#### [Your objective]
Copy out the part of the listing below that opens with the line containing "form (579, 357)." and closes with the line containing "(1071, 172)", keeping both of those lines and changing nothing.

__________________________________________________

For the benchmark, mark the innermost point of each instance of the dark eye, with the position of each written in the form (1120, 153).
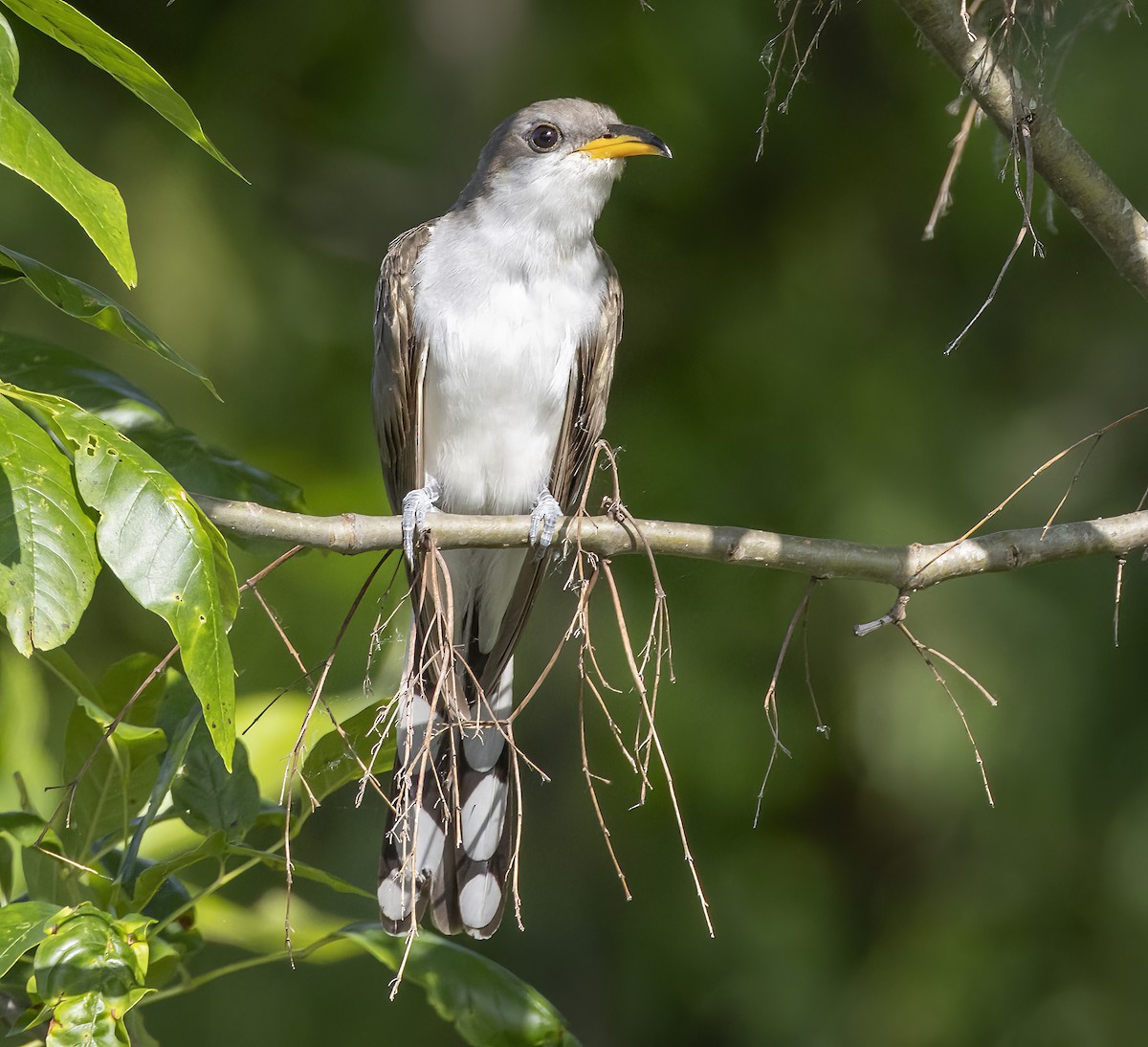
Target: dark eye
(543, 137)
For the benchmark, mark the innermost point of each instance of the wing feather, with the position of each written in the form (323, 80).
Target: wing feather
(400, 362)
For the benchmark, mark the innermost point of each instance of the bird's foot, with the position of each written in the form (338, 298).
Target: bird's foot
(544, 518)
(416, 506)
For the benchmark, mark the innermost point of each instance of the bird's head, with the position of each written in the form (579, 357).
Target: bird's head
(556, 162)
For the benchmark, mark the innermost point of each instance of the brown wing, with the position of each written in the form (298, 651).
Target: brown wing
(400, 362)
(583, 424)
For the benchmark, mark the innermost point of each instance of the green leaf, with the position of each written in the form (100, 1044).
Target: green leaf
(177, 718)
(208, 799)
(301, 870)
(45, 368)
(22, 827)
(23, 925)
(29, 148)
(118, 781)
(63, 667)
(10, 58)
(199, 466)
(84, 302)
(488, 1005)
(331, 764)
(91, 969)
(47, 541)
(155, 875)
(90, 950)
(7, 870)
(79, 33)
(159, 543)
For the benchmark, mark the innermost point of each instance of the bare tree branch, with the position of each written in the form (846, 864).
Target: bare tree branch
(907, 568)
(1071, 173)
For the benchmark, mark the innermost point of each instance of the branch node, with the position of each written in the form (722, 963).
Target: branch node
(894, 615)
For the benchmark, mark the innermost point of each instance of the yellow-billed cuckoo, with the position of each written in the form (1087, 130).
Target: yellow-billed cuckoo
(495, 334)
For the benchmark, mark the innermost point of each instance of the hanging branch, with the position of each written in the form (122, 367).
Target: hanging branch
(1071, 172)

__________________________________________________

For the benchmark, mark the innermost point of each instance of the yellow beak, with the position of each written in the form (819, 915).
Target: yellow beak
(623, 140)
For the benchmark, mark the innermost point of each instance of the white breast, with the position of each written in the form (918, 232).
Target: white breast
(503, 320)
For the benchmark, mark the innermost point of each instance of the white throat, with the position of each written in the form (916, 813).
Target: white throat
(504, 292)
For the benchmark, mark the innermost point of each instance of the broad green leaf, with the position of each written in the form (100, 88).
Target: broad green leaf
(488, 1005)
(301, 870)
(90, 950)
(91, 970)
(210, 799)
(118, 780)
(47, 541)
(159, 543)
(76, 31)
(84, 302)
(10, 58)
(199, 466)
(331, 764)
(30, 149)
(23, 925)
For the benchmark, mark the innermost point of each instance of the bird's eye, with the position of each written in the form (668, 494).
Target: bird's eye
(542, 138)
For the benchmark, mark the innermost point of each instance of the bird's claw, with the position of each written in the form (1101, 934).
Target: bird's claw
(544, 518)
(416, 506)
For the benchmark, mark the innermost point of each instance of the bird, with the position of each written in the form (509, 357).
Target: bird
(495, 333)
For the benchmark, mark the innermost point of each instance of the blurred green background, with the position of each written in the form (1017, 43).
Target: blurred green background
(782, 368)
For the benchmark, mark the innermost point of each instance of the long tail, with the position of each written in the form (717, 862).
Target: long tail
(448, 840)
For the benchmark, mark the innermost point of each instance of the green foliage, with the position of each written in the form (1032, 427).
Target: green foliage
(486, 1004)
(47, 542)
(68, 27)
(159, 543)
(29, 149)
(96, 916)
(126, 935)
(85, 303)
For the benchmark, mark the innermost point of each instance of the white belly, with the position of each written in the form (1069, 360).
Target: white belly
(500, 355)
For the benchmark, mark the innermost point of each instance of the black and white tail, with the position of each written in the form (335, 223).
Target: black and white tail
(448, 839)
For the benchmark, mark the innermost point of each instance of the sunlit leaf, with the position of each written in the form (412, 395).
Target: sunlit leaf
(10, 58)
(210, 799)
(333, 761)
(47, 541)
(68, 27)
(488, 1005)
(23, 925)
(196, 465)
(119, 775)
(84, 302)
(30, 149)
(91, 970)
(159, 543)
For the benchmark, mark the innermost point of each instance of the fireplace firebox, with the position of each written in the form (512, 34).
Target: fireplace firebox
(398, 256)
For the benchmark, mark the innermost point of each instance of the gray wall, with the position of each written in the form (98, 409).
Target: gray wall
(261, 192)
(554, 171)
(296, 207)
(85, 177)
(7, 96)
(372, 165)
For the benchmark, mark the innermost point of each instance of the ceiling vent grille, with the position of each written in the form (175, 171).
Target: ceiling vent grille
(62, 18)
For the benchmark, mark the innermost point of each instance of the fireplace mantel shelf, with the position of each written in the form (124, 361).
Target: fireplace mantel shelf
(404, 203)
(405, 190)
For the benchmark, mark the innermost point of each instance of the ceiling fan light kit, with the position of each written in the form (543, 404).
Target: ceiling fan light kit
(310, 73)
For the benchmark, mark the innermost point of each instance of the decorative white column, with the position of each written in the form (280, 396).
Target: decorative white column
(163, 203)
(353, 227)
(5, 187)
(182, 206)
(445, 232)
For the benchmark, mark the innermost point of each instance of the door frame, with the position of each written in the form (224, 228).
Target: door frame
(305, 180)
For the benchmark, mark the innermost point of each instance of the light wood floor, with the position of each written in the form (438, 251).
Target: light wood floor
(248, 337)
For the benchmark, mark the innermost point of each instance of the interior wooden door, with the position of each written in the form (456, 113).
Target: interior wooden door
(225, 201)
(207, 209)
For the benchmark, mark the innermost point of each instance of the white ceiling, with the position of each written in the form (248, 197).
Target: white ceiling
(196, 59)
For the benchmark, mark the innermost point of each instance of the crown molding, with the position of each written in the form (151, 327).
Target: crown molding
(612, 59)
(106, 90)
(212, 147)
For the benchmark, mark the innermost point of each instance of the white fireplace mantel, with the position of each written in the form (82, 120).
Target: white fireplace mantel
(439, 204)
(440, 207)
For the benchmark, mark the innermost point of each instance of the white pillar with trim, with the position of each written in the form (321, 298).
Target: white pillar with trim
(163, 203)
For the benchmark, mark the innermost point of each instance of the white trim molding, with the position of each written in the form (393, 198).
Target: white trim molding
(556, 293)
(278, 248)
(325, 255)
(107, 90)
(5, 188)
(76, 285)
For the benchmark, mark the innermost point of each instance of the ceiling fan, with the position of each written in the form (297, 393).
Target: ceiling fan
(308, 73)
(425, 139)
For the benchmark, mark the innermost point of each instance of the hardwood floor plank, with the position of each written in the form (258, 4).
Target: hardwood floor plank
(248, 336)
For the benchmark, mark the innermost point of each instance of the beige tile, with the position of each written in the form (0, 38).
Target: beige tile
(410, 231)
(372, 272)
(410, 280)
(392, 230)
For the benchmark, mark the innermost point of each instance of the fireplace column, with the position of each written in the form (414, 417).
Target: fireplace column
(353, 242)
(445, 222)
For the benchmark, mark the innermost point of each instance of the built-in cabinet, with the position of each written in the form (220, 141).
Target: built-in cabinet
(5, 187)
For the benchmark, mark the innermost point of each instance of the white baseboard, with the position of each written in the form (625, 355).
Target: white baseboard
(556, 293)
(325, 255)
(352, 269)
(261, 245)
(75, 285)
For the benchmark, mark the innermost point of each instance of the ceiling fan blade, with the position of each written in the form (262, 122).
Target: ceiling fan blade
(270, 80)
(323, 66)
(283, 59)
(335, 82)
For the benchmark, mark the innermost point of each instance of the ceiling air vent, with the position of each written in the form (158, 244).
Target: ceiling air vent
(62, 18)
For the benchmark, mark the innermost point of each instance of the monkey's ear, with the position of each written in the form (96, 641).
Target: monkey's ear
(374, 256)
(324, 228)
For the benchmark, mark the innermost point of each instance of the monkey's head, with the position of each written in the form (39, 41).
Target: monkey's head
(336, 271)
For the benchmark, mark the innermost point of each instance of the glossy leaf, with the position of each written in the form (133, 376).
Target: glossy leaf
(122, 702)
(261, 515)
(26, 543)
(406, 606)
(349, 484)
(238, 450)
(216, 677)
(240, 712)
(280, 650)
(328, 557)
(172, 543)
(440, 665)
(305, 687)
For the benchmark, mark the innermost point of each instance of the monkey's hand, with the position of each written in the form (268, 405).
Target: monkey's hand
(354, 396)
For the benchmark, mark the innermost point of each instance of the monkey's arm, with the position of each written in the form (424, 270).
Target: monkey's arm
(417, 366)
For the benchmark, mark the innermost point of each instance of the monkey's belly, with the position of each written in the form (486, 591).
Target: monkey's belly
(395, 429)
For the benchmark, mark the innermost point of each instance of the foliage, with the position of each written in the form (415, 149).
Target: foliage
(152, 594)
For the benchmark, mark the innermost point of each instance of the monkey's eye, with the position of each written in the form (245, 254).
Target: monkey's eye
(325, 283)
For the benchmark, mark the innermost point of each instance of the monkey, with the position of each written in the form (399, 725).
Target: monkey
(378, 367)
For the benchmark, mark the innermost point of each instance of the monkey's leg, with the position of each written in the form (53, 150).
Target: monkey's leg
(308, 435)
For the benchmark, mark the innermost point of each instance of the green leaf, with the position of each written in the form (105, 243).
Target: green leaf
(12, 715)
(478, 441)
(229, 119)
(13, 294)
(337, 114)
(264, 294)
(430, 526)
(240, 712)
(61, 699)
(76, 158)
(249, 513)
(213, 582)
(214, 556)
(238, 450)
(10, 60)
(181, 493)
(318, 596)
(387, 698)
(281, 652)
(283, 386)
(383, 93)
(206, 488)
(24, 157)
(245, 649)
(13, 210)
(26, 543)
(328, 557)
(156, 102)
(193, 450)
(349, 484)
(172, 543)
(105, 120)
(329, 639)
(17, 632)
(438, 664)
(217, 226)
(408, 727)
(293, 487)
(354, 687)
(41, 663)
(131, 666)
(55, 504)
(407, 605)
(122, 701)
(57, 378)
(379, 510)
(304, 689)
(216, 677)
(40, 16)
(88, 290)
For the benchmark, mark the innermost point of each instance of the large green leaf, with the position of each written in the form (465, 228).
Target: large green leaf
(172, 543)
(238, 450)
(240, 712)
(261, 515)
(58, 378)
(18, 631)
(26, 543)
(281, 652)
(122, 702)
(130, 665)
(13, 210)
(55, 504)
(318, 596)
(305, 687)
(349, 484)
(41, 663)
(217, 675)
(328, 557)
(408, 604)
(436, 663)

__________________________________________________

#### [Right answer]
For the benchmark, mark the innermost point of each instance of the bird's head, with the position of each written in the form (579, 357).
Target: bird's head
(556, 162)
For the benchmark, mark the innermost point of each instance of the brown wing, with the position of each written in the form (298, 651).
Target: brown wing
(400, 362)
(583, 424)
For the benchmark, mark the innermost point of each instance of the green leaf, with the position of each written in the form (100, 1044).
Target: green leaf
(177, 718)
(208, 799)
(301, 870)
(45, 368)
(22, 827)
(23, 925)
(29, 148)
(118, 781)
(63, 667)
(10, 58)
(199, 466)
(84, 302)
(488, 1005)
(331, 764)
(91, 969)
(47, 541)
(155, 875)
(90, 950)
(7, 870)
(79, 33)
(159, 543)
For the benchmark, mark the innermost point of each instance of the bare tree branch, with the position of each written in the form (846, 864).
Target: bare tree branch
(907, 568)
(1071, 173)
For the benchmark, mark the innermost point of each instance of the branch node, with the position of each written in the form (722, 963).
Target: branch node
(894, 615)
For the benchmark, mark the innermost point of each instance of the yellow-billed cuckoo, with the position of each written in the form (1087, 130).
Target: yellow-billed cuckoo
(495, 334)
For the benchmark, mark the innermost point of each instance of the hanging branch, with the position of each written in the form (122, 367).
Target: hanging branch
(1071, 172)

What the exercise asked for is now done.